◆ Exercise instructions ◆
Output the material beneath exactly, leaving nothing out.

◆ ◆ ◆ ◆ ◆ ◆ ◆

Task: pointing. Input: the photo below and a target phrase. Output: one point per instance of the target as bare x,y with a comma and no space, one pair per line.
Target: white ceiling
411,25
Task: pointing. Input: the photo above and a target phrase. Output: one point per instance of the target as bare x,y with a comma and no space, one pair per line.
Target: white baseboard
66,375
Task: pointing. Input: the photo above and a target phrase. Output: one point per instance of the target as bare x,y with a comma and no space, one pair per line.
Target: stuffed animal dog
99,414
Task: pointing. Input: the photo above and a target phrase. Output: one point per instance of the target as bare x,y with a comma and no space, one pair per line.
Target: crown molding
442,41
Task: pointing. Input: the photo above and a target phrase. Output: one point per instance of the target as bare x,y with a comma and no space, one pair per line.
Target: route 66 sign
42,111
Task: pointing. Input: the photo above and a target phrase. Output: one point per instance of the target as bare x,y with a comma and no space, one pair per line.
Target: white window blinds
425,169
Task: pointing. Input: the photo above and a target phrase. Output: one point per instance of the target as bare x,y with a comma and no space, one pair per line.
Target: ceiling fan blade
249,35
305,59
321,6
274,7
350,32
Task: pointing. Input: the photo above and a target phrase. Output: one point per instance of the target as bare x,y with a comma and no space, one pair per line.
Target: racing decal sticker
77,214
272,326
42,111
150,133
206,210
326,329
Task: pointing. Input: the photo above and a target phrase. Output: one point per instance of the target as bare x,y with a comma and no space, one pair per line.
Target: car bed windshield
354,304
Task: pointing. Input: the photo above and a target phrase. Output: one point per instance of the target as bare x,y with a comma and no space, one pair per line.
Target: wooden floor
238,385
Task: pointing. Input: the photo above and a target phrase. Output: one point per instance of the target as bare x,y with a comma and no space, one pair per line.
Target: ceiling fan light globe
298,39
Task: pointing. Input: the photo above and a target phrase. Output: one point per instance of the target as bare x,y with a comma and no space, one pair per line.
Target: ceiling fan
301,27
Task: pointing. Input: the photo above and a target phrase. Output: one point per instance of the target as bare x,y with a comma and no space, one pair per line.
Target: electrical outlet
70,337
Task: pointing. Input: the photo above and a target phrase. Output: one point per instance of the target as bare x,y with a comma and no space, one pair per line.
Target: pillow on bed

◆ ◆ ◆ ◆ ◆ ◆ ◆

◆ Worked answer ◆
Task: pointing. Input: the photo below and a target phrase. Output: one point per instance of the target as bare x,y with a comma and no space, one pair per line.
Target: white ceiling
411,25
Task: pointing. Input: the photo above and a target phrase. Output: one point per instance of the target as bare x,y with a comma and no space, one pair per line.
Target: white baseboard
66,375
Task: pointing. Input: the photo above and a target phrase. Output: one point per instance of the target as bare x,y with a comma and no space, one pair per line.
Target: stuffed animal dog
99,414
Task: pointing. Input: the photo above and a target phrase. Output: one point per instance of the target as bare x,y with a comma and no space, one pair per line.
Target: crown molding
442,41
Task: pointing. Input: the photo above and a target phrase. Output: one point per instance of the target as bare x,y with a comma and no space, one pair per line.
Target: route 66 sign
42,111
Task: pointing. Input: the photo above and a target phrase. Output: one point per instance of the target as bare x,y with a comma and no space, one pair per line.
Target: white window blinds
425,169
Task: pointing. Input: the photo above and a target phrase. Output: one point per instance of the target as bare x,y with a comma and no space, one pair per line.
Target: ceiling fan blade
249,35
305,59
321,6
274,7
350,32
Task: pointing. Input: the photo above and a target phrase. Output: one point per instance of the target as bare x,y with a comma and no space, one pair per line.
Target: racing decal sticker
77,214
272,326
42,111
150,133
206,210
326,329
Task: pointing. Input: the photo above and a target phrase. Output: one point per instance of the target as bare x,y with a comma and no space, one pair per line.
Target: car bed windshield
354,304
Task: pointing. Input: the photo above and a target phrase. Output: one point per instance of the target as bare x,y with a comma and no space, one pair per line.
Target: wooden floor
238,385
Task: pointing. Input: the photo above and a target phrase. Output: one point per instance of the target as bare x,y with a comma and no space, one pair per line.
Target: ceiling fan light globe
298,39
Task: pointing. Input: the photo above and a target phrase. Output: one point per instance of the target as bare x,y with a comma and no space, one pair per line.
Target: ceiling fan
301,27
Task: pointing. Input: the photo above and a target phrase. Output: one point per instance of the target as bare x,y with a comma and no space, one pair per line.
Target: electrical outlet
70,337
Task: pointing. Input: the photo above and a target phrase. Output: one point per instance of the target as bare x,y with a comma and no space, one pair per line.
Target: pillow on bed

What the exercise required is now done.